- Provided data -

===============

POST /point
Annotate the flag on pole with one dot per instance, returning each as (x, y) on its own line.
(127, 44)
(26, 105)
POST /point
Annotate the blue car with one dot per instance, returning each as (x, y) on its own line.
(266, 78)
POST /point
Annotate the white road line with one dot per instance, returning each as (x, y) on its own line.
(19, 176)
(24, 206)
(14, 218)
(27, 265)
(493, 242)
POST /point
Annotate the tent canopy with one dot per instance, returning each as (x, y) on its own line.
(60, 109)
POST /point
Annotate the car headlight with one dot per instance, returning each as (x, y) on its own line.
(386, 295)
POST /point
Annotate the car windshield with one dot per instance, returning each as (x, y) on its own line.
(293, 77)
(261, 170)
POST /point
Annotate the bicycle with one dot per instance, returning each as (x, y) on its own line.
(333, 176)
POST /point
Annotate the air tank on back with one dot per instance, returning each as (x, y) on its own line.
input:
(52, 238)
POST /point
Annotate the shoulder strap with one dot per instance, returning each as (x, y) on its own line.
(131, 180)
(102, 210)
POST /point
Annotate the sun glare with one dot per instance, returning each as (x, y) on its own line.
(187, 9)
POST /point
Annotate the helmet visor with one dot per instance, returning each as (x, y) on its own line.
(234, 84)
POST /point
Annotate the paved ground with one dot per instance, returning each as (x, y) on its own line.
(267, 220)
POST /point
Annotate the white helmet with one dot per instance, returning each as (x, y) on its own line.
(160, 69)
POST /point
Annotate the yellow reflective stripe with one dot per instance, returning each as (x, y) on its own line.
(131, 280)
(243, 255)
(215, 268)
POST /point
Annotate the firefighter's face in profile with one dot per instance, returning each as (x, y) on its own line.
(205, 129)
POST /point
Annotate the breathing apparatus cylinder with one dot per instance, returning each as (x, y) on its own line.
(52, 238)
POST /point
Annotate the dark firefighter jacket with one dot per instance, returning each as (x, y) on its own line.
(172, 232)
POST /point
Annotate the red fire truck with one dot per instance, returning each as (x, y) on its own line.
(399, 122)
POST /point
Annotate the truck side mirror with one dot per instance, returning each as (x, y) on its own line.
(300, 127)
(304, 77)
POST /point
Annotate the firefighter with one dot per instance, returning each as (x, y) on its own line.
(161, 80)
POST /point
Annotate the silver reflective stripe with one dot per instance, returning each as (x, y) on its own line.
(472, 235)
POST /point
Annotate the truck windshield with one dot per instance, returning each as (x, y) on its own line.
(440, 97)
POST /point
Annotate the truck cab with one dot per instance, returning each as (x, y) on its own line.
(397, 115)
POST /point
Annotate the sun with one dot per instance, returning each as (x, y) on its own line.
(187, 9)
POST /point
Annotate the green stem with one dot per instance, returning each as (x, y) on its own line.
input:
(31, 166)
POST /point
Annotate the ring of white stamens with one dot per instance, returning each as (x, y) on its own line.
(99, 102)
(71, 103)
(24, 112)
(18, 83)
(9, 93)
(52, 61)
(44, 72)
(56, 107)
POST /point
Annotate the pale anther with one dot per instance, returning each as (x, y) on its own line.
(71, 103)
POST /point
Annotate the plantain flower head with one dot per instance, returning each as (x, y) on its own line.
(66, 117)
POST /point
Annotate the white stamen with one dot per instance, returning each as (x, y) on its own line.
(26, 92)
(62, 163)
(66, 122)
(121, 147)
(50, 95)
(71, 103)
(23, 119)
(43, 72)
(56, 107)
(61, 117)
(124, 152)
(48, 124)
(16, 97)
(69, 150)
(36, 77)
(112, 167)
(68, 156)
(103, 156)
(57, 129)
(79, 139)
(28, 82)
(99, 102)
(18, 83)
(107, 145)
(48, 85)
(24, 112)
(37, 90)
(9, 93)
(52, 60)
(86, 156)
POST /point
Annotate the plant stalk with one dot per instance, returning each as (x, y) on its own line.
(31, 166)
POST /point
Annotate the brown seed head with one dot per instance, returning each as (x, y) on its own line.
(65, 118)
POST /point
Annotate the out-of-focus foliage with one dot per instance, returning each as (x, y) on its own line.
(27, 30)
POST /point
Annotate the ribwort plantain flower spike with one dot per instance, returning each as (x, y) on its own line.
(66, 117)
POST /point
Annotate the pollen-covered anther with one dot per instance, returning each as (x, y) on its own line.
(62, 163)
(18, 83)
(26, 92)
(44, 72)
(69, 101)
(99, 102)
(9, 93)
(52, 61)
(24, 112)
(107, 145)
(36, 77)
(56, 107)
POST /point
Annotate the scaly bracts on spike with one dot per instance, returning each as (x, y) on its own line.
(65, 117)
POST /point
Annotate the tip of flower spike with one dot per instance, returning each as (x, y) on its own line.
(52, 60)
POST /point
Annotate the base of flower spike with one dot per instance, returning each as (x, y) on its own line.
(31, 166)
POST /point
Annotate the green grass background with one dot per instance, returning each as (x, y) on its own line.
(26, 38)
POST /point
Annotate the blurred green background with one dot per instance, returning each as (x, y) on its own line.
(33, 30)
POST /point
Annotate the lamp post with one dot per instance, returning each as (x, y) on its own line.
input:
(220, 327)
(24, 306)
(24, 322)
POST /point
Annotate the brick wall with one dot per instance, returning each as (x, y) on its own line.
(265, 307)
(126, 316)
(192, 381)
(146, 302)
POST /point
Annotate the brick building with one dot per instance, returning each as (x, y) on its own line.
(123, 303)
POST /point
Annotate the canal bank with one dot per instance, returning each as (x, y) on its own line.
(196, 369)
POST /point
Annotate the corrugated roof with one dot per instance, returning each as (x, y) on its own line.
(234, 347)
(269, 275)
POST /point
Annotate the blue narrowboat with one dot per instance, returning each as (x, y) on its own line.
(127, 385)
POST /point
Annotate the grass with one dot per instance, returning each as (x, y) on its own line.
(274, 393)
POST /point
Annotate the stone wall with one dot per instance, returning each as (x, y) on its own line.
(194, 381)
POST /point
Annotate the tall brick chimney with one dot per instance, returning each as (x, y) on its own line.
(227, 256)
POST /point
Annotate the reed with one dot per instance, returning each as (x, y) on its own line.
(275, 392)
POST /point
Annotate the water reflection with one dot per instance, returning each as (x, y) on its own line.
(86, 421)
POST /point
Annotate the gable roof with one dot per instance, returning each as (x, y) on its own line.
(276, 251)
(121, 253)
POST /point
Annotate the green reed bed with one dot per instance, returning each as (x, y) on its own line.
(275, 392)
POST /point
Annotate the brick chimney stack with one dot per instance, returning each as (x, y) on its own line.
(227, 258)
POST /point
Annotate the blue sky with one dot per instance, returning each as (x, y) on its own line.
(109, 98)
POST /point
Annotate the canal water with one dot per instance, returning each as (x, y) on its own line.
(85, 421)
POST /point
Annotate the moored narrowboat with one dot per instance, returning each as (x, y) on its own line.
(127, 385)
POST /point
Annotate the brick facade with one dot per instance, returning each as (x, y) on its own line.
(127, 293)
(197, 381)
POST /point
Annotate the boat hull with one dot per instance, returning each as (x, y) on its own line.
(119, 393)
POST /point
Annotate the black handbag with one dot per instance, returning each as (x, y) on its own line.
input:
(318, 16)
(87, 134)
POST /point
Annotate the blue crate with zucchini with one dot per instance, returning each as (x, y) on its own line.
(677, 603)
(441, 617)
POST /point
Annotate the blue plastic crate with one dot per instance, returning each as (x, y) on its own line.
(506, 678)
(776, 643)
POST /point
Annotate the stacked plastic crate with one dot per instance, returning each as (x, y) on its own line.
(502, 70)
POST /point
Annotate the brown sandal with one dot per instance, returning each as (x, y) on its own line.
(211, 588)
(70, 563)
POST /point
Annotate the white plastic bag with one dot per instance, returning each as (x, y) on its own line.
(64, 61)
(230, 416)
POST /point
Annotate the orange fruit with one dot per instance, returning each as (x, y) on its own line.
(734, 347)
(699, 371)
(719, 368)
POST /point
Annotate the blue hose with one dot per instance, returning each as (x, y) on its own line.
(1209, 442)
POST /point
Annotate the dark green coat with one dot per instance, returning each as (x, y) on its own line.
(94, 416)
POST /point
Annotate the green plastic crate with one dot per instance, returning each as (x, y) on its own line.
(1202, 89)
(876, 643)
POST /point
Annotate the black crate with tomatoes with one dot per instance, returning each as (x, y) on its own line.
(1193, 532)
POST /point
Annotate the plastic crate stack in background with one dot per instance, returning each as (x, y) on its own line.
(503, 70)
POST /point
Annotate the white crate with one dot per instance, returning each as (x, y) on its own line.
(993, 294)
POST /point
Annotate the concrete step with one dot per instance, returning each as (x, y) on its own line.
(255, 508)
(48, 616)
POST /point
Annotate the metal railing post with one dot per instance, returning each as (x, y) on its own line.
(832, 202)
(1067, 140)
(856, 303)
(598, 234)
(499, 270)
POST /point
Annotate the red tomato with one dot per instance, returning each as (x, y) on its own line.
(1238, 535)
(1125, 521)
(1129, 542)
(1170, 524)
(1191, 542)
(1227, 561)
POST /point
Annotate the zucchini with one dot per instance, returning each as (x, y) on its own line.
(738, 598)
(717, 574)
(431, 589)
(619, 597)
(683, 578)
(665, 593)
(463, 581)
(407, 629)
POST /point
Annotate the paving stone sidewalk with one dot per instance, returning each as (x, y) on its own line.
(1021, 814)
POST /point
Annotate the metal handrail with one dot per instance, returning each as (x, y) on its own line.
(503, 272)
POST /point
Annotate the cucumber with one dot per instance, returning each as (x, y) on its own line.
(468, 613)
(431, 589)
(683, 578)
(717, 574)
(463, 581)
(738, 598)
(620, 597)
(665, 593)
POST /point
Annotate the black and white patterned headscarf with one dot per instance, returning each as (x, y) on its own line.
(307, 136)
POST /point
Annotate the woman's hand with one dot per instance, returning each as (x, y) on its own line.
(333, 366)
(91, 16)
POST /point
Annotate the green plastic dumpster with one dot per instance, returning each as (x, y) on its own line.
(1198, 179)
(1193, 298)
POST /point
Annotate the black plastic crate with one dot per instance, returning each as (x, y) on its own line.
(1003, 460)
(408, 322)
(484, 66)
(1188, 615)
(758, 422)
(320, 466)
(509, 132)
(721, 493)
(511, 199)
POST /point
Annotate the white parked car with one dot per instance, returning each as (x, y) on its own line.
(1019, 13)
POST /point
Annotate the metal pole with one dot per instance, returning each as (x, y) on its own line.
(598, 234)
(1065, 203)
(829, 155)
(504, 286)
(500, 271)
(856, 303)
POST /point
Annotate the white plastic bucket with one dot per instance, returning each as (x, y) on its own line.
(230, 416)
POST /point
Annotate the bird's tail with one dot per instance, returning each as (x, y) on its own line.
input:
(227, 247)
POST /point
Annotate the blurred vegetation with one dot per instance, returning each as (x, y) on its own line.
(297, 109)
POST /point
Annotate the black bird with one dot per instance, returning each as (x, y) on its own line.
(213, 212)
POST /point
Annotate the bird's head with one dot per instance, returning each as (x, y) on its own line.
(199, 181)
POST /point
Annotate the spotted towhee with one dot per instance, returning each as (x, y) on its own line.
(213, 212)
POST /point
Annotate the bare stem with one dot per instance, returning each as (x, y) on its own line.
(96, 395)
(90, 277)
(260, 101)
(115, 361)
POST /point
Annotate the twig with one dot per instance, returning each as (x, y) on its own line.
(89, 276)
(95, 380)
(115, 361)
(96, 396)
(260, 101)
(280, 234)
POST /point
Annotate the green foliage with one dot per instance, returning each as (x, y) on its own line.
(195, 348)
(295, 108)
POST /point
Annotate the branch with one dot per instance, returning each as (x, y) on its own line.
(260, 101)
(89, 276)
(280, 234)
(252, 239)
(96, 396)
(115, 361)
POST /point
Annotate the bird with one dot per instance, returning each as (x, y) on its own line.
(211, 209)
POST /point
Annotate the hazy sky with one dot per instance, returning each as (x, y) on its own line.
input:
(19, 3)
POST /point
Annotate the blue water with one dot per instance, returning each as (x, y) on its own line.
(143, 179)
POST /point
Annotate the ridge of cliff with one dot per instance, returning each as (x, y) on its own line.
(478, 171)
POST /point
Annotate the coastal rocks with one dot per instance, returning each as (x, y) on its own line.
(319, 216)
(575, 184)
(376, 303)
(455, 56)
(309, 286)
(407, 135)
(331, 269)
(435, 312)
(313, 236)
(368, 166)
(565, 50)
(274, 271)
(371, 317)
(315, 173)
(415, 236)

===============

- Problem to work on -
Count the lines in the records above that contain the word "foliage", and give only the number.

- Output -
2